### SUPPLIED RECORDS
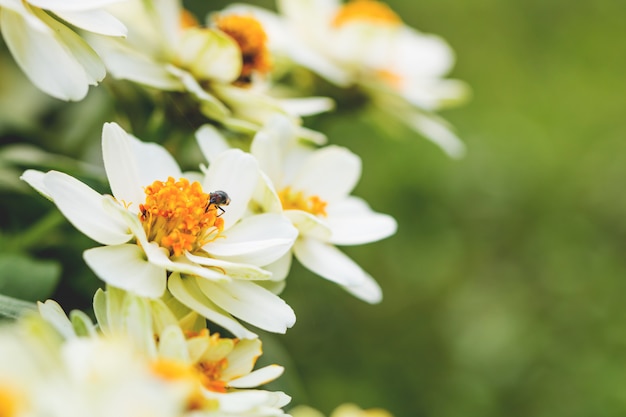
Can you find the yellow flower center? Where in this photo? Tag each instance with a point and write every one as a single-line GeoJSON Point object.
{"type": "Point", "coordinates": [252, 40]}
{"type": "Point", "coordinates": [176, 371]}
{"type": "Point", "coordinates": [368, 10]}
{"type": "Point", "coordinates": [296, 200]}
{"type": "Point", "coordinates": [177, 216]}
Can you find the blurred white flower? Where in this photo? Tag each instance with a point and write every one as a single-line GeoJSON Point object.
{"type": "Point", "coordinates": [42, 38]}
{"type": "Point", "coordinates": [312, 188]}
{"type": "Point", "coordinates": [159, 227]}
{"type": "Point", "coordinates": [344, 410]}
{"type": "Point", "coordinates": [223, 66]}
{"type": "Point", "coordinates": [364, 43]}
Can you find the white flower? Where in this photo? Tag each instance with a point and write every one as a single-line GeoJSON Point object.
{"type": "Point", "coordinates": [364, 43]}
{"type": "Point", "coordinates": [158, 228]}
{"type": "Point", "coordinates": [224, 66]}
{"type": "Point", "coordinates": [344, 410]}
{"type": "Point", "coordinates": [312, 188]}
{"type": "Point", "coordinates": [52, 54]}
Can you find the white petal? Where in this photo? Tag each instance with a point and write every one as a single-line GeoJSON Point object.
{"type": "Point", "coordinates": [153, 162]}
{"type": "Point", "coordinates": [309, 225]}
{"type": "Point", "coordinates": [96, 21]}
{"type": "Point", "coordinates": [352, 222]}
{"type": "Point", "coordinates": [280, 268]}
{"type": "Point", "coordinates": [242, 358]}
{"type": "Point", "coordinates": [307, 106]}
{"type": "Point", "coordinates": [35, 178]}
{"type": "Point", "coordinates": [121, 166]}
{"type": "Point", "coordinates": [232, 269]}
{"type": "Point", "coordinates": [329, 262]}
{"type": "Point", "coordinates": [259, 240]}
{"type": "Point", "coordinates": [258, 377]}
{"type": "Point", "coordinates": [84, 208]}
{"type": "Point", "coordinates": [126, 267]}
{"type": "Point", "coordinates": [44, 58]}
{"type": "Point", "coordinates": [236, 173]}
{"type": "Point", "coordinates": [186, 291]}
{"type": "Point", "coordinates": [330, 173]}
{"type": "Point", "coordinates": [77, 5]}
{"type": "Point", "coordinates": [251, 303]}
{"type": "Point", "coordinates": [211, 142]}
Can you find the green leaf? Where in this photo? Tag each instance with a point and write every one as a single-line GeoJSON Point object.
{"type": "Point", "coordinates": [26, 278]}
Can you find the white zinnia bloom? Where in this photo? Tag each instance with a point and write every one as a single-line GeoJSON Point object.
{"type": "Point", "coordinates": [52, 54]}
{"type": "Point", "coordinates": [364, 43]}
{"type": "Point", "coordinates": [168, 50]}
{"type": "Point", "coordinates": [312, 188]}
{"type": "Point", "coordinates": [158, 228]}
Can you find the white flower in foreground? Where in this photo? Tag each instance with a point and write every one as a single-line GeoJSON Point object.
{"type": "Point", "coordinates": [223, 67]}
{"type": "Point", "coordinates": [41, 38]}
{"type": "Point", "coordinates": [217, 373]}
{"type": "Point", "coordinates": [312, 188]}
{"type": "Point", "coordinates": [44, 375]}
{"type": "Point", "coordinates": [364, 43]}
{"type": "Point", "coordinates": [158, 228]}
{"type": "Point", "coordinates": [344, 410]}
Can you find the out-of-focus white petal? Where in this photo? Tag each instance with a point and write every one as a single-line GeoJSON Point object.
{"type": "Point", "coordinates": [236, 173]}
{"type": "Point", "coordinates": [121, 166]}
{"type": "Point", "coordinates": [35, 178]}
{"type": "Point", "coordinates": [211, 142]}
{"type": "Point", "coordinates": [307, 106]}
{"type": "Point", "coordinates": [251, 303]}
{"type": "Point", "coordinates": [232, 269]}
{"type": "Point", "coordinates": [153, 162]}
{"type": "Point", "coordinates": [45, 60]}
{"type": "Point", "coordinates": [259, 377]}
{"type": "Point", "coordinates": [187, 292]}
{"type": "Point", "coordinates": [209, 54]}
{"type": "Point", "coordinates": [75, 5]}
{"type": "Point", "coordinates": [242, 358]}
{"type": "Point", "coordinates": [309, 225]}
{"type": "Point", "coordinates": [258, 240]}
{"type": "Point", "coordinates": [84, 208]}
{"type": "Point", "coordinates": [126, 267]}
{"type": "Point", "coordinates": [96, 21]}
{"type": "Point", "coordinates": [330, 173]}
{"type": "Point", "coordinates": [352, 222]}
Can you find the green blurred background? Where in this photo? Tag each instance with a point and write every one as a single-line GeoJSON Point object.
{"type": "Point", "coordinates": [504, 287]}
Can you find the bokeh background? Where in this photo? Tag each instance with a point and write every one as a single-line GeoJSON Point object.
{"type": "Point", "coordinates": [505, 286]}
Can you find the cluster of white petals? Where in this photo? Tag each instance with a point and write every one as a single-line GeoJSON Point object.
{"type": "Point", "coordinates": [42, 37]}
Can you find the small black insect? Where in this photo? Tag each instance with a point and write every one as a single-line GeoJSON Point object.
{"type": "Point", "coordinates": [218, 199]}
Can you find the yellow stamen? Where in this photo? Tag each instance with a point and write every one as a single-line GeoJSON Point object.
{"type": "Point", "coordinates": [176, 371]}
{"type": "Point", "coordinates": [368, 10]}
{"type": "Point", "coordinates": [188, 20]}
{"type": "Point", "coordinates": [252, 40]}
{"type": "Point", "coordinates": [296, 200]}
{"type": "Point", "coordinates": [176, 216]}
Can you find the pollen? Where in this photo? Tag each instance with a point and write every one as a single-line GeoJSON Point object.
{"type": "Point", "coordinates": [177, 216]}
{"type": "Point", "coordinates": [252, 40]}
{"type": "Point", "coordinates": [366, 10]}
{"type": "Point", "coordinates": [296, 200]}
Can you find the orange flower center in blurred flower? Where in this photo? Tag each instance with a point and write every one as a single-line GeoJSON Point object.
{"type": "Point", "coordinates": [368, 10]}
{"type": "Point", "coordinates": [252, 40]}
{"type": "Point", "coordinates": [177, 215]}
{"type": "Point", "coordinates": [296, 200]}
{"type": "Point", "coordinates": [188, 20]}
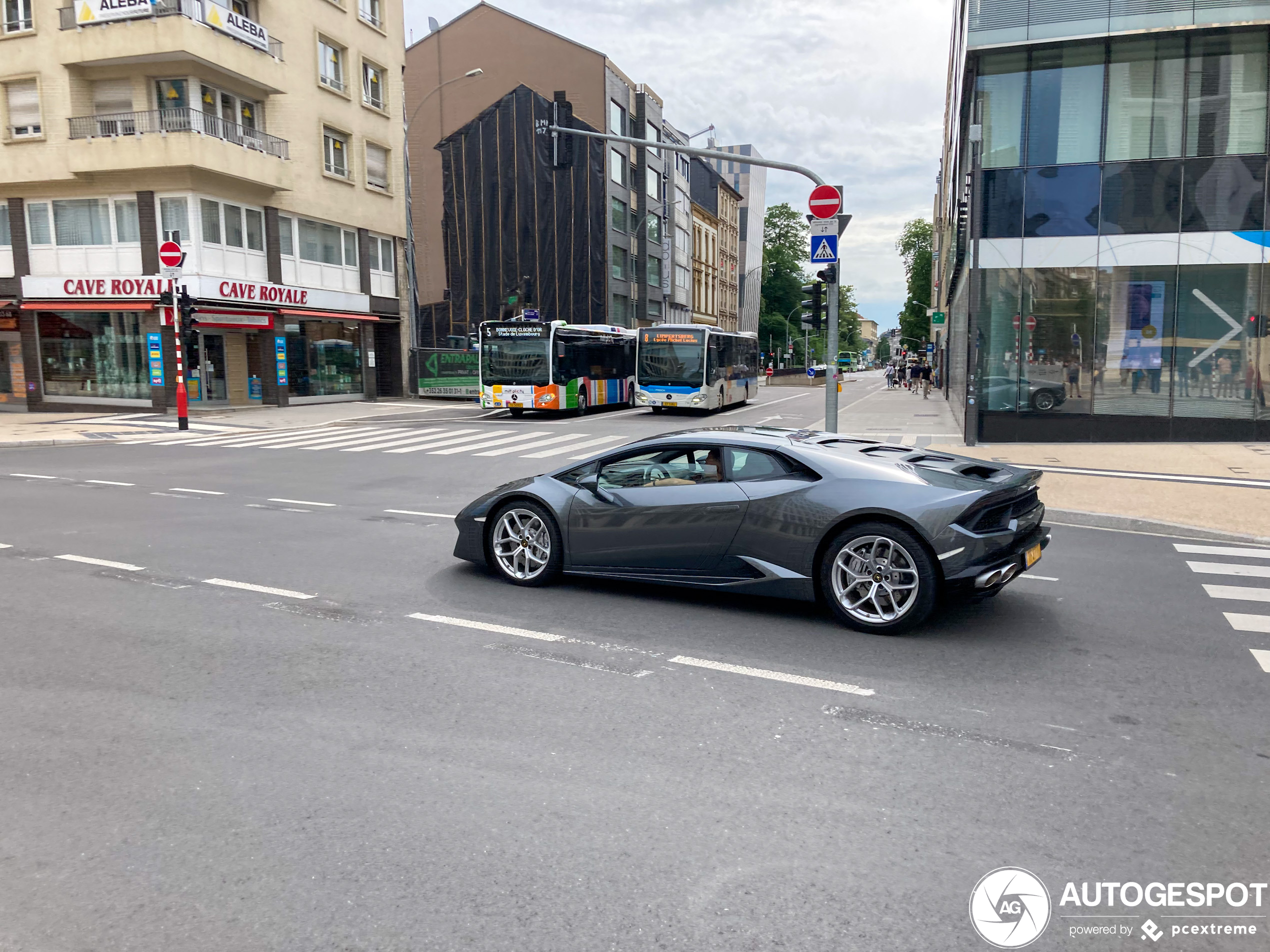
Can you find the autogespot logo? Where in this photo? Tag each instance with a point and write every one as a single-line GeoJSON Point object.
{"type": "Point", "coordinates": [1010, 908]}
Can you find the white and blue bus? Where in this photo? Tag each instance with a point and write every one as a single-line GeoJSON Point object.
{"type": "Point", "coordinates": [695, 367]}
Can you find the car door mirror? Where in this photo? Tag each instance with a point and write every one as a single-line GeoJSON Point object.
{"type": "Point", "coordinates": [591, 483]}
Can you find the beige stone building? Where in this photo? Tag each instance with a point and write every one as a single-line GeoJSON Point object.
{"type": "Point", "coordinates": [716, 248]}
{"type": "Point", "coordinates": [264, 136]}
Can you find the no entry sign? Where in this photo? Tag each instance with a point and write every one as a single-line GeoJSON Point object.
{"type": "Point", "coordinates": [170, 254]}
{"type": "Point", "coordinates": [826, 201]}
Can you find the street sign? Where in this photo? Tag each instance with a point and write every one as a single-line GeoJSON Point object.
{"type": "Point", "coordinates": [826, 202]}
{"type": "Point", "coordinates": [824, 249]}
{"type": "Point", "coordinates": [170, 254]}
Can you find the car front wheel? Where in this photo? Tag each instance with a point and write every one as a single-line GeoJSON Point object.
{"type": "Point", "coordinates": [878, 578]}
{"type": "Point", "coordinates": [525, 545]}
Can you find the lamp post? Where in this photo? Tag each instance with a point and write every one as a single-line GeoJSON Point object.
{"type": "Point", "coordinates": [410, 210]}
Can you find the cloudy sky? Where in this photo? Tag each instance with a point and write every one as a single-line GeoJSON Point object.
{"type": "Point", "coordinates": [852, 89]}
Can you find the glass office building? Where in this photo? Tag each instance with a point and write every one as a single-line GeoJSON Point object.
{"type": "Point", "coordinates": [1102, 221]}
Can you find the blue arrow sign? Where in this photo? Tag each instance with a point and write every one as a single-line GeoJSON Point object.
{"type": "Point", "coordinates": [824, 249]}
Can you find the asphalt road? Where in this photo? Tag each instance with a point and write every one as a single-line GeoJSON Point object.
{"type": "Point", "coordinates": [187, 765]}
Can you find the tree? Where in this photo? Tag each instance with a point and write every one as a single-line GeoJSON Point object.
{"type": "Point", "coordinates": [915, 249]}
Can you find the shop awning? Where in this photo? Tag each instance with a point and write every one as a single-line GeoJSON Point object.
{"type": "Point", "coordinates": [88, 305]}
{"type": "Point", "coordinates": [328, 315]}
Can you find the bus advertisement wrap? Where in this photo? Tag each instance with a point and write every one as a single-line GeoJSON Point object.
{"type": "Point", "coordinates": [448, 372]}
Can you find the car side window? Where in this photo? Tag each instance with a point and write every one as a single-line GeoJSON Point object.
{"type": "Point", "coordinates": [678, 466]}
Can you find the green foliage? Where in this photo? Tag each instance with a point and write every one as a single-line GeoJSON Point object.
{"type": "Point", "coordinates": [915, 249]}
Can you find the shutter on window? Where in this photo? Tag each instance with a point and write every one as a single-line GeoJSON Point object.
{"type": "Point", "coordinates": [376, 165]}
{"type": "Point", "coordinates": [23, 104]}
{"type": "Point", "coordinates": [112, 97]}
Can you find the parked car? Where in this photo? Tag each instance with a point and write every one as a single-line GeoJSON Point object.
{"type": "Point", "coordinates": [876, 531]}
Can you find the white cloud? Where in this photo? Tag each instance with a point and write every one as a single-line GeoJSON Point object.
{"type": "Point", "coordinates": [852, 89]}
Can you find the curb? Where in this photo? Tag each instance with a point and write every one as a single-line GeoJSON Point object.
{"type": "Point", "coordinates": [1130, 523]}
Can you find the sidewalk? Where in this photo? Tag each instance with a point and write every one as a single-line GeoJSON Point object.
{"type": "Point", "coordinates": [20, 429]}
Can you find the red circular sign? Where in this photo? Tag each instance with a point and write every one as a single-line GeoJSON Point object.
{"type": "Point", "coordinates": [170, 254]}
{"type": "Point", "coordinates": [824, 202]}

### TASK GOAL
Output only the lines that run from the one containing "Can you find the white cloud?" through the last line of the material above, both included.

### PROBLEM SOLUTION
Can you find the white cloud? Where in this photo? Tag each instance with a point and write every one as a single-line GeoJSON Point object.
{"type": "Point", "coordinates": [852, 89]}
Can you find the curb? Where in this photo? Tag each instance with a point and write every one as a single-line GeoJSON Point object.
{"type": "Point", "coordinates": [1130, 523]}
Can you find the sidewalk? Where in this photo? Tag each instance with a point and write every one as a single-line GeoJSON Point object.
{"type": "Point", "coordinates": [20, 429]}
Can you find the red circular sign? Where in this photo? Tag each instance with a point and write every one as a single-line GeoJSON Point object.
{"type": "Point", "coordinates": [170, 254]}
{"type": "Point", "coordinates": [824, 202]}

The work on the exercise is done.